-- Required work --
In the material below, repeat only the lines from the one that holds "written like (51,110)." through the final line, exactly as they stand.

** BEGIN Raw records **

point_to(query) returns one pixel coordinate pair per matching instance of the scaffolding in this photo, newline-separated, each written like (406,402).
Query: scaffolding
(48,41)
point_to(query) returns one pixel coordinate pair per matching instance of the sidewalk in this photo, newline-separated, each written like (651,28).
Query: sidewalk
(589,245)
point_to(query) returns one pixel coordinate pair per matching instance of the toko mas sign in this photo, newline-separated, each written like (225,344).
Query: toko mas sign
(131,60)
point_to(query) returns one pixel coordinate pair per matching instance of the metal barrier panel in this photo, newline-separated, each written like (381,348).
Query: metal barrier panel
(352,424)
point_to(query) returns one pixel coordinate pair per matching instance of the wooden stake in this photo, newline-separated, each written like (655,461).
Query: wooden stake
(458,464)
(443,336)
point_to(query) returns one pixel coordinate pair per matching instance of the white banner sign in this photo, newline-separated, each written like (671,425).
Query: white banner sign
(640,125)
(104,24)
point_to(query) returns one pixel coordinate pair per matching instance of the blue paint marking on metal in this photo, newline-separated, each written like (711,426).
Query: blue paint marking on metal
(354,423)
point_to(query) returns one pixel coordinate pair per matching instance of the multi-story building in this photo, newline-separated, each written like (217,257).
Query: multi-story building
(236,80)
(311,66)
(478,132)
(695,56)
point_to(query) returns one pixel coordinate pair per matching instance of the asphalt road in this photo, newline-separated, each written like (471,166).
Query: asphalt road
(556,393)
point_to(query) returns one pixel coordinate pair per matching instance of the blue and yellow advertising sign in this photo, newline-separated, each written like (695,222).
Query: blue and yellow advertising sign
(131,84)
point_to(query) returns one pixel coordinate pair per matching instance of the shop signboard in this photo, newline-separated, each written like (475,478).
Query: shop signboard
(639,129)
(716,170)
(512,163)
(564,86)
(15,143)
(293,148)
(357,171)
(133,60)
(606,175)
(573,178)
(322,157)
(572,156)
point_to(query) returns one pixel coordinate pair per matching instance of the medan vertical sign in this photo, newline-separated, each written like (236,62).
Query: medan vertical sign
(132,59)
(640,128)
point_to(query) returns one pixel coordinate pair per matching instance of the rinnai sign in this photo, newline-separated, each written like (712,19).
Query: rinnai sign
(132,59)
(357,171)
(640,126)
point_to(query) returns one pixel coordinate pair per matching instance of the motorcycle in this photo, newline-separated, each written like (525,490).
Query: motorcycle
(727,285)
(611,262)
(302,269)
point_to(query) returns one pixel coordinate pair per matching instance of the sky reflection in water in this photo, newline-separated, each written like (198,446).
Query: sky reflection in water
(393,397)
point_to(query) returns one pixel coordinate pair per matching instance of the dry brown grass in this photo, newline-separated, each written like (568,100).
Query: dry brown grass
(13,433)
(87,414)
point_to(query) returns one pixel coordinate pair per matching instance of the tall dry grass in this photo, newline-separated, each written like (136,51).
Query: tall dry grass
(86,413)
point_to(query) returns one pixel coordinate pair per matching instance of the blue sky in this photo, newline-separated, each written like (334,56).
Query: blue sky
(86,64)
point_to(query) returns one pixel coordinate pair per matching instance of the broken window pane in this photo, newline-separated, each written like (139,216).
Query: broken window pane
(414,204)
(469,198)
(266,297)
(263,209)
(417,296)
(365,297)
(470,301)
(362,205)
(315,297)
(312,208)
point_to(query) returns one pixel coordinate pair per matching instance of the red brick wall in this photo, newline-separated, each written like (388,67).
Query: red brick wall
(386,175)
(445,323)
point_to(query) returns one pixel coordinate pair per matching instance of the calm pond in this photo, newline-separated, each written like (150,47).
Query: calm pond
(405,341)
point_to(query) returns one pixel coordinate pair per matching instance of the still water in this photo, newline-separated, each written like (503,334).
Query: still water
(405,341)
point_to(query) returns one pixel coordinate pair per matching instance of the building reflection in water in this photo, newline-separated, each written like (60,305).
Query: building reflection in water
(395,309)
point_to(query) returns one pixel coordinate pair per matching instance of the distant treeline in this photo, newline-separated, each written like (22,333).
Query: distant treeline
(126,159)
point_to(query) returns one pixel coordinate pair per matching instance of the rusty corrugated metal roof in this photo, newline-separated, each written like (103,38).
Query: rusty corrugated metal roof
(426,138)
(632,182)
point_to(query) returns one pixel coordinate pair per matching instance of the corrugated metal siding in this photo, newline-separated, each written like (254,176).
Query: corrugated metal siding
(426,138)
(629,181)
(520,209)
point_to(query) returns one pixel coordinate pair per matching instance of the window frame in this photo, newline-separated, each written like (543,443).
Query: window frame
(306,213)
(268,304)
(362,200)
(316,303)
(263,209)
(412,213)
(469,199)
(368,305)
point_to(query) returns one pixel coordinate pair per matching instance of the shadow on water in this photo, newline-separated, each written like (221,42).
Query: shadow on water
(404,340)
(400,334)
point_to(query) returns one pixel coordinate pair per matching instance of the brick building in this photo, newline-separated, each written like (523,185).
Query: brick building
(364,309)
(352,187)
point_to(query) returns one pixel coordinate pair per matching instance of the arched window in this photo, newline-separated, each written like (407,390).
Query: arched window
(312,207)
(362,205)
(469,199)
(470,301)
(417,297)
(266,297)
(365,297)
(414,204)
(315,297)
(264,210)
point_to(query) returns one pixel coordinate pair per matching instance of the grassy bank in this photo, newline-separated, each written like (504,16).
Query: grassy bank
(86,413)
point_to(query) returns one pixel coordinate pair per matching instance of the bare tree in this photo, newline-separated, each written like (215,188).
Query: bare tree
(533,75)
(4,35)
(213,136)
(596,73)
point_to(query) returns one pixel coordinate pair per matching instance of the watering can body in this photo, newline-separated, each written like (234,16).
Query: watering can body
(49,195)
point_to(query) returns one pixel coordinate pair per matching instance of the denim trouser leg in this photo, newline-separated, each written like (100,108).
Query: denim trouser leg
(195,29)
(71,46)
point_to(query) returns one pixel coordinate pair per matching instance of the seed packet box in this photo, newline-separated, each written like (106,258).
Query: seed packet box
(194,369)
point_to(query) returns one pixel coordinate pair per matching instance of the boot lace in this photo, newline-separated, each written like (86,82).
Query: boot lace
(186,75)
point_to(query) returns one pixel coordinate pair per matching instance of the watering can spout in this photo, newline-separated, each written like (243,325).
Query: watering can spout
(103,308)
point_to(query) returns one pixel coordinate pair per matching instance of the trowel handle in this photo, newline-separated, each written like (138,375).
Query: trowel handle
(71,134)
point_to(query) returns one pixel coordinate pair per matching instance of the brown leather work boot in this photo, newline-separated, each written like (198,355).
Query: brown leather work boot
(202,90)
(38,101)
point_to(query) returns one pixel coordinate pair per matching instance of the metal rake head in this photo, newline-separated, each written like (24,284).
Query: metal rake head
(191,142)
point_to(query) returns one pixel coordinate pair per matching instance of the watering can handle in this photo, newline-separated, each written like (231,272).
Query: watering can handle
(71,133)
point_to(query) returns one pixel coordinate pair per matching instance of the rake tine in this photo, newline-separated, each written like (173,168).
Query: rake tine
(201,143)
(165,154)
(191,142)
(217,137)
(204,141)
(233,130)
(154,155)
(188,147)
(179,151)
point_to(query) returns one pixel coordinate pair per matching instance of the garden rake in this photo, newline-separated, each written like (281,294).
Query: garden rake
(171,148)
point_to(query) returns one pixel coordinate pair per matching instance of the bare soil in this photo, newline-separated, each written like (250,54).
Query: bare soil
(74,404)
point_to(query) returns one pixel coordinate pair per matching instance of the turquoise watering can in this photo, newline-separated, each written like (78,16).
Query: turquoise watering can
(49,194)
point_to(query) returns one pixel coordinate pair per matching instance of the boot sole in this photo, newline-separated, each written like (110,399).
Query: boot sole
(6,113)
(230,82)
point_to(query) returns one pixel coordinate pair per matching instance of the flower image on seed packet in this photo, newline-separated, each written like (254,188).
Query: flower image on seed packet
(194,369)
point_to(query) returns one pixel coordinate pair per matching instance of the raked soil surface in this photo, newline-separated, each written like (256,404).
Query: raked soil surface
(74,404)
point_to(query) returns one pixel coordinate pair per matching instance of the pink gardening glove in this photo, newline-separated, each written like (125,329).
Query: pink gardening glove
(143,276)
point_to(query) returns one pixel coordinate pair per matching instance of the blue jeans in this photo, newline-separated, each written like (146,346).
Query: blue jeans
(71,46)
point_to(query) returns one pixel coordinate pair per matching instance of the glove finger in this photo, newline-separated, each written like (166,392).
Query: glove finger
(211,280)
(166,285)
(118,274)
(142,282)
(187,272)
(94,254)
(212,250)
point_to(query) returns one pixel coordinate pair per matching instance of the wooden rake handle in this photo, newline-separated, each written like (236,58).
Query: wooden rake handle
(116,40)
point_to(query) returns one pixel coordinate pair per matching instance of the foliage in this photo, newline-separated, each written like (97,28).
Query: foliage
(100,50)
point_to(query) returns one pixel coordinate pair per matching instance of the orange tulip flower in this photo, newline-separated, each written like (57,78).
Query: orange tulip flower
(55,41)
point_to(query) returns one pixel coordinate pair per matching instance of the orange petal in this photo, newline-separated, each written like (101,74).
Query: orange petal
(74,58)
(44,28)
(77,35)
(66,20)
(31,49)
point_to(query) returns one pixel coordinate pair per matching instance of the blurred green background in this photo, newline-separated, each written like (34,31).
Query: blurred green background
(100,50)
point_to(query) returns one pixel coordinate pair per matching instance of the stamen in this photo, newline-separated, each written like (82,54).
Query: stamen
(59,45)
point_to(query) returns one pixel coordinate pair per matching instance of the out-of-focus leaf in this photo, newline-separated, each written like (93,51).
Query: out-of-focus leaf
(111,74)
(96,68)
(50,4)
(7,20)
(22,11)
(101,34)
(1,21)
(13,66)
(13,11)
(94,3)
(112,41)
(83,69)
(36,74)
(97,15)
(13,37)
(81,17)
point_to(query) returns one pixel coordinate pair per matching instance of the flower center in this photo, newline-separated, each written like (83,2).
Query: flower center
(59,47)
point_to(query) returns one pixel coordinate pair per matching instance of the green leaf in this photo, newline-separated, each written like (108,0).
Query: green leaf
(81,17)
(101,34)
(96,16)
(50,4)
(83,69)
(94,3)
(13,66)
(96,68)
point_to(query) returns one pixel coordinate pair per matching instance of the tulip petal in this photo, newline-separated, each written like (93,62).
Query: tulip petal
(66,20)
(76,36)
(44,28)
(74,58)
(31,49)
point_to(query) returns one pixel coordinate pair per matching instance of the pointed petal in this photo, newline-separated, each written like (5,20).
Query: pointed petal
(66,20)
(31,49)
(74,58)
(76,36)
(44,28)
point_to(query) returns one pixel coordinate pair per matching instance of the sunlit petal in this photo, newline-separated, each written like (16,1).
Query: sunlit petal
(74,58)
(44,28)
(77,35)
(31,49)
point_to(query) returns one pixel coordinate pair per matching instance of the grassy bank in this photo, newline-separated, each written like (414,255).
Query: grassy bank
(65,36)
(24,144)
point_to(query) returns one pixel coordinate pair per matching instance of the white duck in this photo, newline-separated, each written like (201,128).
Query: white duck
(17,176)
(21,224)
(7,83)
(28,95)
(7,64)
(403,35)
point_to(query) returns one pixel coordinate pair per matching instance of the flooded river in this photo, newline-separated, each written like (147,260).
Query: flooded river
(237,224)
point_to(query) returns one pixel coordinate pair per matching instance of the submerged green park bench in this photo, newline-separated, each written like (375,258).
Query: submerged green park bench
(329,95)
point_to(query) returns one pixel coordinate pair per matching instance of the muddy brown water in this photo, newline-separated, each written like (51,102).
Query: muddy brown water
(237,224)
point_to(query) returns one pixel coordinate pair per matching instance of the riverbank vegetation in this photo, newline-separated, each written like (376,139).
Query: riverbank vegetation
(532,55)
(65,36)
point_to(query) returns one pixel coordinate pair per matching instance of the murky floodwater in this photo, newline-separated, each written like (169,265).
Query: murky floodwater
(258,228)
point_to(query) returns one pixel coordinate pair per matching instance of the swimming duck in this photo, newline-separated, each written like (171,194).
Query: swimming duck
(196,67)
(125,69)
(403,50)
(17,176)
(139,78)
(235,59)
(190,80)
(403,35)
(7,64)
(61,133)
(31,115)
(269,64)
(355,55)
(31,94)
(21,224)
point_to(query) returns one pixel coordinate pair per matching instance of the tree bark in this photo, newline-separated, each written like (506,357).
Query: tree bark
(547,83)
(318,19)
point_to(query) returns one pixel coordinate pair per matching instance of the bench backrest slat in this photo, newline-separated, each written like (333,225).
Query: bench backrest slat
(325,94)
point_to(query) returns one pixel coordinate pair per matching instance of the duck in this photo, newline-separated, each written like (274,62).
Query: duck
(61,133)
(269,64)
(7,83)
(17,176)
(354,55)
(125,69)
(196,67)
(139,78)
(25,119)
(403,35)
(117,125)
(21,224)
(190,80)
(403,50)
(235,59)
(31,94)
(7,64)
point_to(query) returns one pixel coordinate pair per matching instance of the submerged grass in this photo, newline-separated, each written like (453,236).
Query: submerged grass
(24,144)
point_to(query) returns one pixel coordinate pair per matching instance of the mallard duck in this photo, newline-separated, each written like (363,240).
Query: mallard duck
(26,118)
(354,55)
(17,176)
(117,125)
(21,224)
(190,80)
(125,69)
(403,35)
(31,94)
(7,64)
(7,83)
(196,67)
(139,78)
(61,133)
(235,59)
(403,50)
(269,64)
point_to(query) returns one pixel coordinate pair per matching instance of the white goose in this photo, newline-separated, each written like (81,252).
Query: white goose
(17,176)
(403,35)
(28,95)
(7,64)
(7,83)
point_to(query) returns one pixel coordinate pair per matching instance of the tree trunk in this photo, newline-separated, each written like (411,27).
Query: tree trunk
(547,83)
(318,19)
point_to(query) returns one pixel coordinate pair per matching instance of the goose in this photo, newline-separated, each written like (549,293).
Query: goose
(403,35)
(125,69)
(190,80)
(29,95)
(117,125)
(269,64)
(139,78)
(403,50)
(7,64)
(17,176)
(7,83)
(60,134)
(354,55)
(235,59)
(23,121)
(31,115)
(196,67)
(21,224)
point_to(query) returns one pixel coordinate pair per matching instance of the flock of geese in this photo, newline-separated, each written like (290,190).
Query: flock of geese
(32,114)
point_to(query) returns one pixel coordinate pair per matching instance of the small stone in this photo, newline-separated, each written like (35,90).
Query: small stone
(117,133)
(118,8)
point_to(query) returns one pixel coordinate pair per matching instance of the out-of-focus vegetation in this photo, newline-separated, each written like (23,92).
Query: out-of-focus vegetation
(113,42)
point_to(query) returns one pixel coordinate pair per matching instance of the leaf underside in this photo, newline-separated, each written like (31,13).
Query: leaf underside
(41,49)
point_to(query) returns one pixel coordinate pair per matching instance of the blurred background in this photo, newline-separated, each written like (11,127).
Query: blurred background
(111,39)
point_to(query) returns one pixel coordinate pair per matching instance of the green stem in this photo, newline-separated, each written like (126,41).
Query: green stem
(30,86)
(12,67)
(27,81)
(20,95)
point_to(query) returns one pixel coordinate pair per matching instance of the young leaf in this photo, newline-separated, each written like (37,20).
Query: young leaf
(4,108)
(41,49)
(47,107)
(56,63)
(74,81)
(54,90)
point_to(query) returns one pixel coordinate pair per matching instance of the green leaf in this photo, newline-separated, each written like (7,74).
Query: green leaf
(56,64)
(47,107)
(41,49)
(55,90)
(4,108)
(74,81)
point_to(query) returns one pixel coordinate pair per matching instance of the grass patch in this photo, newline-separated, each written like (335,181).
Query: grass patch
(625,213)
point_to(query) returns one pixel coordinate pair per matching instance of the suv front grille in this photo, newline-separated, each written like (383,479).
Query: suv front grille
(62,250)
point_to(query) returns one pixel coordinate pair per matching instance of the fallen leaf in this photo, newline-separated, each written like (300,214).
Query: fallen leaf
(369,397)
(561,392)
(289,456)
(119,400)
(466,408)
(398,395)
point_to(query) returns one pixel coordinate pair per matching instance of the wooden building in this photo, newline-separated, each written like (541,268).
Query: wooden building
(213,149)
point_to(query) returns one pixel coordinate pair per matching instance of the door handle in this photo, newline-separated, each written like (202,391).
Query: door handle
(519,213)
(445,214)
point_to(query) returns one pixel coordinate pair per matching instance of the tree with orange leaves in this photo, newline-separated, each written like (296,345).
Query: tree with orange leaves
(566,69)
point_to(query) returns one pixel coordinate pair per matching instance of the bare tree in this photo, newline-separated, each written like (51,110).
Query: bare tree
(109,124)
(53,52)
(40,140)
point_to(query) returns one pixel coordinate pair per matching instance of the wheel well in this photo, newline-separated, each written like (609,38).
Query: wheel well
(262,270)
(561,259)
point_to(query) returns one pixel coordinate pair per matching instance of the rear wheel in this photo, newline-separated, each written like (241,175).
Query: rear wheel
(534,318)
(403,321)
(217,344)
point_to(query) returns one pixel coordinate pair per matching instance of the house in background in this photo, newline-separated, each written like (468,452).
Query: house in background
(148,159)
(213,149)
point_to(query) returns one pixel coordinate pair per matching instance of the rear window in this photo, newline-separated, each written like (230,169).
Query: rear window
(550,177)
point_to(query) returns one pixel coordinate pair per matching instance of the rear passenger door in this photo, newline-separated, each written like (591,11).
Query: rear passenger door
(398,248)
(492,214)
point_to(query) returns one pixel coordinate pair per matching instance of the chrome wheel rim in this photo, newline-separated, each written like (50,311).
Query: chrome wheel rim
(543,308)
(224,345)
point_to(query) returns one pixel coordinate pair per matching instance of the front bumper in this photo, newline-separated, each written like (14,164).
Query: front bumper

** END Raw records **

-- Full output --
point_to(query) returns one pixel coordinate pair per matching instance of the bare tree in this photo, newline-separated, each written like (51,110).
Query: bare tree
(109,124)
(53,52)
(40,140)
point_to(query) returns one pixel coordinate pair per matching instance of the wheel well in this photo, newline-separated, each written like (609,38).
Query: wheel well
(262,270)
(561,259)
point_to(query) returns one pixel coordinate pair per matching instance of the rear wheel in this photo, newline-separated, each written like (241,175).
Query: rear wheel
(534,318)
(403,321)
(217,344)
point_to(query) returns one pixel coordinate pair per matching instance of the house in background in this photo, newline-separated, each written like (468,452).
Query: house in background
(148,159)
(213,149)
point_to(query) returns one pixel coordinate pair per matching instance of the rear window in this photo, newline-separated, each written like (230,169).
Query: rear window
(550,177)
point_to(query) returns one pixel coordinate pair per matching instance of the rear passenger door in this photo, newline-separated, each written like (591,11).
Query: rear passenger door
(398,248)
(492,214)
point_to(query) returns one pixel coordinate pair per matching instance of the chrome wheel rim in this photo, newline-separated, each written like (50,311).
Query: chrome wheel rim
(543,308)
(224,345)
point_to(query) returns one pixel coordinate pair per matching instance of the front bumper in this photo, newline-separated, each written like (14,164).
Query: front bumper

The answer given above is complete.